Every single line below has to be printed once more, exactly.

[Start of Attachment]

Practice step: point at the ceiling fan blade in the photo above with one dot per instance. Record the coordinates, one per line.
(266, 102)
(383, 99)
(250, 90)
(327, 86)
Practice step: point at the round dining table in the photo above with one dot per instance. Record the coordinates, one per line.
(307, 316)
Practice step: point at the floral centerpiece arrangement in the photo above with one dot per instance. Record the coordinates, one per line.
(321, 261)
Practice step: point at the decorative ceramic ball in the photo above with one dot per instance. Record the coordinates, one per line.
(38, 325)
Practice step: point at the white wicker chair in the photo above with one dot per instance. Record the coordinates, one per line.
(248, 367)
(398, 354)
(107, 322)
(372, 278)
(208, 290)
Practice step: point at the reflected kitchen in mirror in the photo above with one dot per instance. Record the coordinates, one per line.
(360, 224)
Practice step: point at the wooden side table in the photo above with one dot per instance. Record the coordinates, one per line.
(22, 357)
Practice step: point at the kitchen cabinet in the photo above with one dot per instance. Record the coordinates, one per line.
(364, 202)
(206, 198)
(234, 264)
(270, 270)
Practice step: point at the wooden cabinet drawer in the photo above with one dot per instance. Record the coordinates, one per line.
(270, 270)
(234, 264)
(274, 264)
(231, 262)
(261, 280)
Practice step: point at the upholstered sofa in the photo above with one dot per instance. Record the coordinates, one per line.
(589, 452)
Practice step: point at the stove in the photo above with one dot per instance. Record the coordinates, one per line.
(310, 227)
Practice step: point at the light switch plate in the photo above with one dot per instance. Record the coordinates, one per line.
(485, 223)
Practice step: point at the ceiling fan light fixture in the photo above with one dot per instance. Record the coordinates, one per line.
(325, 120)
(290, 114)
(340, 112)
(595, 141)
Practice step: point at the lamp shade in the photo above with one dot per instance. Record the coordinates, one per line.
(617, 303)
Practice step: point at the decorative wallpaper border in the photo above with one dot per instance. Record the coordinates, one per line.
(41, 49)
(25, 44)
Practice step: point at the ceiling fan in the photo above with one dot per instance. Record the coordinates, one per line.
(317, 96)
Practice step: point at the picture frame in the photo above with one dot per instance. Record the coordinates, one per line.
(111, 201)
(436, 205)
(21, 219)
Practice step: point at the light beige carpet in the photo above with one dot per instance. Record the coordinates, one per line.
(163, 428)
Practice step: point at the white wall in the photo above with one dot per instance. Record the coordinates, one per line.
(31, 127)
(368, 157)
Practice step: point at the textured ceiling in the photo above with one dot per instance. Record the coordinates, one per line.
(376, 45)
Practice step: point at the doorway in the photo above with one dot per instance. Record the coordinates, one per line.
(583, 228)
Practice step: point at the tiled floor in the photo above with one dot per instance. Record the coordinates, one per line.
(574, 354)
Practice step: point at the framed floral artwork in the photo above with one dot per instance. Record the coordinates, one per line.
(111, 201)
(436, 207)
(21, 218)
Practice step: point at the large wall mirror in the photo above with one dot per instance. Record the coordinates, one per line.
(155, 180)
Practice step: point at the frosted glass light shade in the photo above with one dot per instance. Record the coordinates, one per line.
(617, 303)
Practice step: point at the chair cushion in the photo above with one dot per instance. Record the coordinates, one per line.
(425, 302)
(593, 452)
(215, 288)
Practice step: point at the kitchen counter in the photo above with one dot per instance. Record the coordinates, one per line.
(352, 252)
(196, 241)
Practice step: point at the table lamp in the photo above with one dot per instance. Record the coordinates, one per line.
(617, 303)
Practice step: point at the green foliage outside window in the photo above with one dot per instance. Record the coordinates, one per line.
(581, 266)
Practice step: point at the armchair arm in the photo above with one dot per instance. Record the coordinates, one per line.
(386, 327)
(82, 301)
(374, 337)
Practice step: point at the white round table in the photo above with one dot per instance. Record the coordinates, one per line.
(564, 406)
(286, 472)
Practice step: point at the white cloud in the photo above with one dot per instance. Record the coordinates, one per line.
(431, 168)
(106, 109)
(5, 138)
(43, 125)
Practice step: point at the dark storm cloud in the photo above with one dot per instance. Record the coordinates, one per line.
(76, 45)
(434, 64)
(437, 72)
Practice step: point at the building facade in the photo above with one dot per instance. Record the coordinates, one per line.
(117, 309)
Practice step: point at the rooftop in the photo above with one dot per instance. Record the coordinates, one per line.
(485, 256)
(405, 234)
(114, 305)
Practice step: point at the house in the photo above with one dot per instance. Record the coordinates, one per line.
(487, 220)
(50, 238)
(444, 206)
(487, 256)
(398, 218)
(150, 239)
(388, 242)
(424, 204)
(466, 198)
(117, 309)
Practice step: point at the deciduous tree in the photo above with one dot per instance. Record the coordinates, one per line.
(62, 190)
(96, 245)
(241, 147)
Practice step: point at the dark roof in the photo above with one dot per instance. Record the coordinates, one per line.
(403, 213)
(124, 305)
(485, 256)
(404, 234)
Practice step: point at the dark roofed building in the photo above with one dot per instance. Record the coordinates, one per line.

[End of Attachment]

OUTPUT OF THE EXERCISE ::
Practice step: point at the ceiling fan blade in the photo above with one dot per instance. Record the coordinates, one per line.
(266, 102)
(383, 99)
(250, 90)
(327, 86)
Practice step: point at the round dining table in the photo above with one dot per instance. Record the coordinates, one per line.
(307, 316)
Practice step: point at the floral centerpiece arrangement in the photo above with one dot per instance. Record the coordinates, one per line.
(321, 261)
Practice step: point at the decorative ceramic ball in the photo above with one dot per instance. Record the coordinates, one per line.
(38, 325)
Practice step: point at the white wicker chair in the photo above with one dot per instance. Record the coordinates, one per line.
(248, 367)
(398, 354)
(107, 322)
(372, 278)
(208, 290)
Practice step: point at the reflected kitchen in mirror in the photo above with one dot per instance. Record the coordinates, one per line.
(360, 224)
Practice step: point at the wooden side table in the photo above with one dot per instance. Record the coordinates, one per line.
(22, 357)
Practice step: point at the kitchen cabinet in the photo above with one dot per instance. Record the coordinates, one per line.
(364, 202)
(206, 198)
(234, 264)
(270, 270)
Practice step: point at the wooden cabinet drawer in the photo above with one dot per instance. Record the coordinates, one per line.
(270, 270)
(234, 264)
(274, 264)
(231, 262)
(261, 280)
Practice step: point at the upholstered sofa in the photo above with one dot per instance. Record the coordinates, one per line.
(589, 452)
Practice step: point at the stove in the photo above with one dot per instance. Record the coordinates, one per line.
(310, 227)
Practice step: point at the light switch plate in the photo above with one dot per instance. Record the coordinates, one per line.
(485, 223)
Practice step: point at the ceiling fan light fixture in the photo above with one dot per instance. Record the coordinates, one per line.
(325, 120)
(290, 114)
(340, 112)
(595, 141)
Practice step: point at the lamp shade in the photo above with one dot per instance. Record the coordinates, one per line.
(617, 303)
Practice step: point at the decorative wallpaper border in the photo above with one dot per instance. Record the coordinates, one per line.
(41, 49)
(25, 44)
Practice step: point at the ceiling fan in the photo above with one dot per instance. Record the coordinates, one per line.
(317, 96)
Practice step: point at the picture frame in the photo above with one dot per instance. Record the coordinates, one per line.
(111, 201)
(436, 205)
(21, 219)
Practice step: point at the light beige carpet in the photo above with one dot per instance. Record the coordinates, one per line.
(163, 428)
Practice step: point at the white wall in the photo above with one dot per instance. Record the coordinates, one per line.
(31, 127)
(368, 157)
Practice step: point at the textured ceiling in the photo above with one dot per instance. Record the coordinates, one per line.
(376, 45)
Practice step: point at the doorway in the photo above with one dot per instance. Record the coordinates, one per line.
(583, 228)
Practice step: point at the tiled floor in the photo above with one dot per instance. Record the coordinates, one per line.
(574, 354)
Practice step: point at the framed floral artwork in the photo above with one dot per instance. Record the coordinates, one per line.
(111, 201)
(436, 207)
(21, 218)
Practice step: point at the large wall mirror in the photo above with one dot per instance. Record the coordinates, one per line.
(155, 180)
Practice step: point at the frosted glass light shade in the photo above with one dot per instance. Record the coordinates, one per line.
(617, 303)
Practice step: point at the chair cushion in the photo above with one dot per instance. Record the coordinates, one per line.
(425, 302)
(593, 452)
(215, 288)
Practice step: point at the kitchen counter in the photo above with one dot per instance. Record the coordinates, one per line.
(352, 252)
(196, 241)
Practice step: point at the table lamp in the photo above with one dot per instance. Record the coordinates, one per line.
(617, 303)
Practice step: point at the green foliage outside window in the photo above with one dot per instance. Record the coordinates, one per line.
(581, 266)
Practice step: point at the armchair arm in the photo above with one dot per instance. Record the coordinates, one per line.
(386, 327)
(82, 301)
(374, 337)
Practice step: point at the white round table in the photo above with one dot per instance. Record the coordinates, one per line.
(564, 406)
(286, 472)
Practice step: point at the white cloud in the photo above with one dot per instance. Record the coordinates, one per line.
(431, 168)
(106, 109)
(5, 138)
(43, 125)
Practice step: point at the dark storm cloud in the photo above with one dot per instance. Record the coordinates, one per line.
(76, 45)
(434, 64)
(437, 72)
Practice step: point at the building facade in the photo above with one dot per instance. Record the coordinates, one per line.
(117, 309)
Practice step: point at the rooftop in the photo above with one dot per instance. Record the coordinates, one per line.
(485, 256)
(405, 234)
(114, 305)
Practice step: point at the house in the photo above with one dot per instance. Record the coordinates, one per line.
(487, 220)
(50, 238)
(444, 206)
(487, 256)
(398, 218)
(150, 239)
(388, 242)
(424, 204)
(466, 198)
(117, 309)
Practice step: point at the deciduous tree in the photo above with one dot per instance. Record the coordinates, one per line.
(62, 190)
(96, 245)
(241, 147)
Practice step: point at the dark roof in the photo above with one dot per instance. Record the coordinates, one per line.
(403, 213)
(124, 305)
(485, 256)
(404, 234)
Practice step: point at the dark roofed building in the photo above with one dot per instance. Record the coordinates, one per line.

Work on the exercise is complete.